» **EXERCISE TEXT**
RULING ON THE ISSUE OF THE REFUSAL OF THE
ACCUSED SESAY AND KALLON TO APPEAR FOR THEIR TRIAL


Office of the Prosecutor:
 
Defence Counsel for Issa Hassan Sesay:
Luc Coté
Lesley Taylor
Peter Harrison
 
Wayne Jordash
Sareta Ashraph

Defence Counsel for Morris Kallon:
   
Shekou Touray
Melron Nicol-Wilson
   
Defence Counsel for Augustine Gbao:
Andreas O’Shea
John Cammegh

THE TRIAL CHAMBER of the Special Court for Sierra Leone (“Trial Chamber”) composed of Hon. Judge Benjamin Mutanga Itoe, Presiding Judge, Hon. Judge Bankole Thompson, Hon. Judge Pierre Boutet;

RECALLING that the Accused Issa Hassan Sesay and Morris Kallon refused to attend trial proceedings on the 12th of January 2005;

NOTING that the Trial Chamber on the 12th of January 2004 delivered an oral Ruling finding that the Accused Sesay and Kallon had waived their right to attend trial proceedings and acknowledging that their current Defence Counsel would continue to represent them in the proceedings with the consent of the Accused persons;

NOTING that the Trial Chamber indicated at that time that a reasoned written Ruling on this matter would be delivered in due course;

NOTING Article 17 of the Statute of the Special Court for Sierra Leone (“Statute”) and Rule 60 of the Rules of Procedure and Evidence (“Rules”);


THE TRIAL CHAMBER AFTER THE ORAL RULING OF THE 12TH OF JANUARY 2005 HEREBY ISSUES THIS REASONED UNANIMOUS RULING:


I. BACKGROUND


  1. The Accused Sesay made his initial appearance on the Indictment on the 15th and 21st of March 2003 while the Accused Kallon made his initial appearance on the Indictment on the 15th, 17th and 21st of March 2003. The two Accused made a further appearance on the Amended Consolidated Indictment on the 17th of May 2004. The Accused Sesay and Kallon have been afforded the right to appear at their trial and have exercised that right during the trial proceedings throughout the first and second trial sessions in July and October 2004, respectively.

» **DATASET ENTRIES**
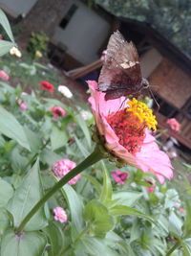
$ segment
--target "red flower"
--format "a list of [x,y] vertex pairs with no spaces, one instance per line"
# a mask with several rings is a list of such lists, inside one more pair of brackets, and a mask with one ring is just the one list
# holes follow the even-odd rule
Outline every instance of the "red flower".
[[172,178],[172,165],[149,132],[156,129],[155,117],[145,104],[125,97],[105,101],[105,93],[97,90],[97,83],[89,81],[93,113],[104,147],[123,162],[155,174],[160,183]]
[[156,184],[154,182],[152,182],[151,180],[149,180],[149,179],[145,179],[144,181],[147,182],[149,185],[152,186],[152,187],[146,187],[146,190],[148,192],[154,192],[155,191]]
[[61,106],[53,106],[51,111],[53,117],[62,117],[66,115],[66,111]]
[[112,176],[117,183],[123,185],[129,176],[129,174],[123,173],[120,170],[112,172]]
[[53,92],[53,84],[50,83],[49,81],[40,81],[40,86],[45,91]]
[[180,128],[180,123],[177,121],[176,118],[170,118],[166,122],[167,125],[169,125],[170,128],[175,131],[179,131]]

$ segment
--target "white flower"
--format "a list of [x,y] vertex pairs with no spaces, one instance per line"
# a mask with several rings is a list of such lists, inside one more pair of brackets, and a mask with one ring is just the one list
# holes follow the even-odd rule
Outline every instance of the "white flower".
[[61,92],[66,98],[72,98],[73,93],[69,90],[69,88],[65,85],[59,85],[57,90]]
[[21,52],[18,50],[18,48],[14,47],[14,46],[10,50],[10,54],[15,55],[18,58],[21,58],[21,56],[22,56]]

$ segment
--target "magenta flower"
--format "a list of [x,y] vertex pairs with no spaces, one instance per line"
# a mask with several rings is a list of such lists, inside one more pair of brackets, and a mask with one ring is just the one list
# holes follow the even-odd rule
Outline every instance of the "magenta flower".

» **TASK DETAILS**
Update the stretch of the Special Court ruling from "THE TRIAL CHAMBER AFTER" through "October 2004, respectively.", replacing "initial appearance" with "first appearance". The rows have no connection to the ruling.

» **SOLUTION TO THE EXERCISE**
THE TRIAL CHAMBER AFTER THE ORAL RULING OF THE 12TH OF JANUARY 2005 HEREBY ISSUES THIS REASONED UNANIMOUS RULING:


I. BACKGROUND


  1. The Accused Sesay made his first appearance on the Indictment on the 15th and 21st of March 2003 while the Accused Kallon made his first appearance on the Indictment on the 15th, 17th and 21st of March 2003. The two Accused made a further appearance on the Amended Consolidated Indictment on the 17th of May 2004. The Accused Sesay and Kallon have been afforded the right to appear at their trial and have exercised that right during the trial proceedings throughout the first and second trial sessions in July and October 2004, respectively.